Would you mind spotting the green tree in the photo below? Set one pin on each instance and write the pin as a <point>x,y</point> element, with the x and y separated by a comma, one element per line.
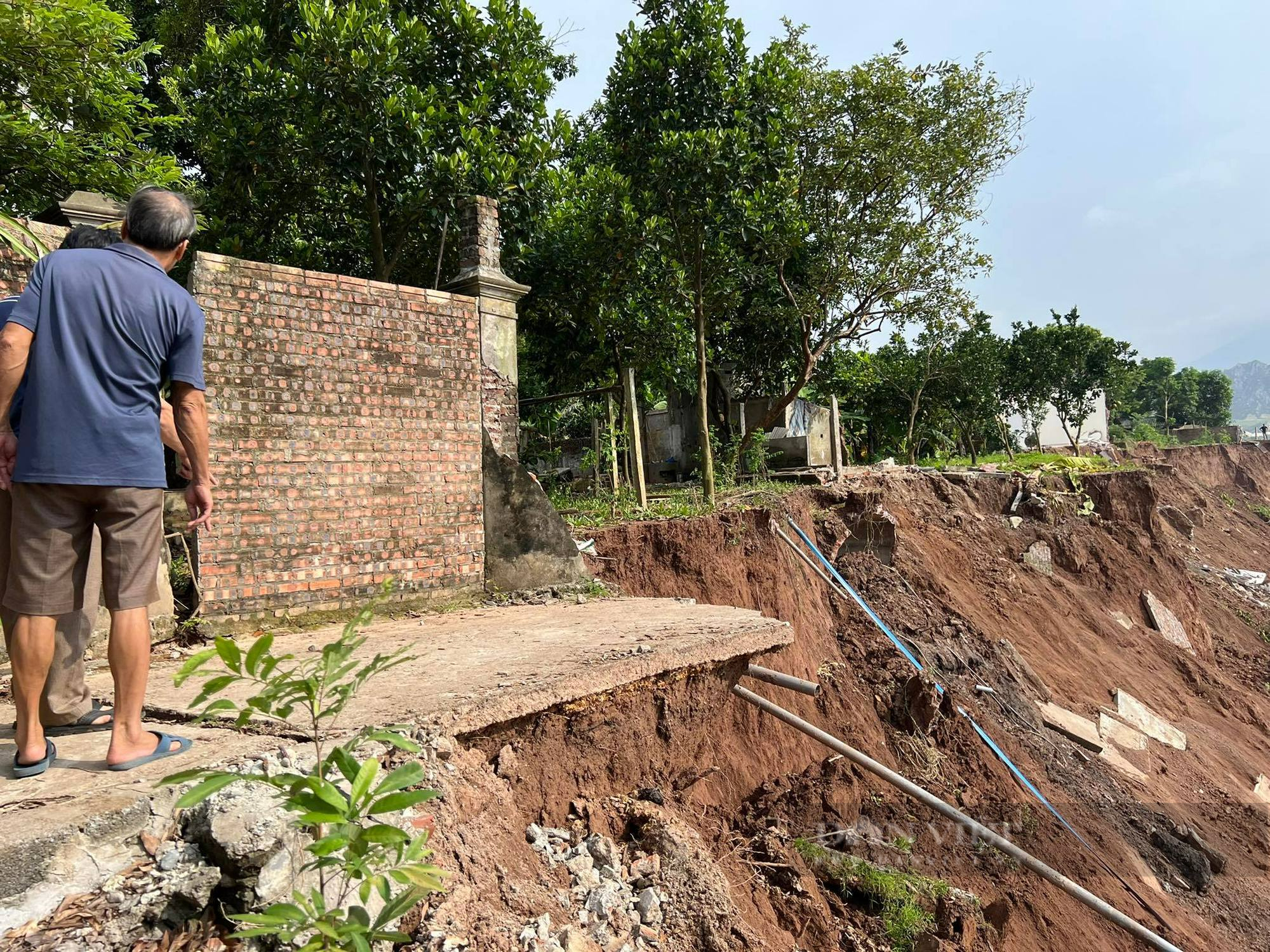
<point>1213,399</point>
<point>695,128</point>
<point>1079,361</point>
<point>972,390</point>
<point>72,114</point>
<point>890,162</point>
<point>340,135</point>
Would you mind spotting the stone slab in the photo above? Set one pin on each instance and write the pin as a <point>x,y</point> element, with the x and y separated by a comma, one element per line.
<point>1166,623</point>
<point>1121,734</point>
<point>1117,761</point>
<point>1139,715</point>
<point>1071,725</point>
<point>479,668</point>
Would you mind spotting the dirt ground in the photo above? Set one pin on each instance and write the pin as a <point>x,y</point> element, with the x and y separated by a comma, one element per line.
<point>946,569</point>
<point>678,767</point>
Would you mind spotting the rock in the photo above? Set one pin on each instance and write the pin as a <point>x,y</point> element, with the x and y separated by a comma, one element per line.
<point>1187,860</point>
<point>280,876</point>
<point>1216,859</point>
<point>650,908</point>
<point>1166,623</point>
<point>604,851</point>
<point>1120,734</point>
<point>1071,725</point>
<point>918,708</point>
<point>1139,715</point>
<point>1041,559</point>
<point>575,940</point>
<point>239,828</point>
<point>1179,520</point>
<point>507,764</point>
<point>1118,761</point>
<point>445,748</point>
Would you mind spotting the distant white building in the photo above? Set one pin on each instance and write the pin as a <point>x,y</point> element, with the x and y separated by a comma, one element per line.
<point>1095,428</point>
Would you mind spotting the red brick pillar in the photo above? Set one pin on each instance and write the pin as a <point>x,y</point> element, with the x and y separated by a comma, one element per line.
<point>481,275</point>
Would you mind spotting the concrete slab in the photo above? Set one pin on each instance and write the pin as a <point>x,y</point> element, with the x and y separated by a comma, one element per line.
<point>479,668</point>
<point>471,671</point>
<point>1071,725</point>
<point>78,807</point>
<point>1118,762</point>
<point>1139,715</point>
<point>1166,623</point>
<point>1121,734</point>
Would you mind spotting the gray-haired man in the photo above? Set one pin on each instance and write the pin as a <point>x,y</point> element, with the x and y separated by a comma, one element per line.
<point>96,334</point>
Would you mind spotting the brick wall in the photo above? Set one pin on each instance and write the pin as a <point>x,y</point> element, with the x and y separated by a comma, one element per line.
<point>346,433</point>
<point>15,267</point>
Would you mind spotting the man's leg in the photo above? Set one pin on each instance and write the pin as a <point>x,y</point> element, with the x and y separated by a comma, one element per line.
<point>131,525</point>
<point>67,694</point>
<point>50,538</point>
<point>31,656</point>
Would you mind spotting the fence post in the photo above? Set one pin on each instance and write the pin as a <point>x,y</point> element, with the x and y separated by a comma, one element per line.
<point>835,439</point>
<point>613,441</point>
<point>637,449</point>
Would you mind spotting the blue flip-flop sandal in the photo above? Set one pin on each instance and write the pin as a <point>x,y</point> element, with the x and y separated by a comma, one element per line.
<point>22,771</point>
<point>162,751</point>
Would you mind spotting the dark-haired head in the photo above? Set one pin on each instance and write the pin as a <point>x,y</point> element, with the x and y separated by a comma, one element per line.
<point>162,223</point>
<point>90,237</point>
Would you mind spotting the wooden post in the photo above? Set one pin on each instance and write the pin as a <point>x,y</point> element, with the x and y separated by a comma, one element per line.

※ ※ ※

[Your goal]: Please lay out the lines of the data above as a numbered list, from the line containing "Would you mind spotting the concrete" through the line containing "<point>96,334</point>", inclusive, with blank lines left out.

[The output]:
1. Would you mind spotting the concrete slab in the photo above? Set one pin on each instance and write the pin as a <point>x,y</point> element, with the x and y separated by a comma, one element per line.
2. <point>479,668</point>
3. <point>471,671</point>
4. <point>1071,725</point>
5. <point>78,807</point>
6. <point>1118,762</point>
7. <point>1139,715</point>
8. <point>1166,623</point>
9. <point>1121,734</point>
10. Would you mind spotting the gray-haired man in the photo above? Set one pin on each instance and write the pin as a <point>x,y</point> element, with the x and y separated by a comma, one element per line.
11. <point>96,334</point>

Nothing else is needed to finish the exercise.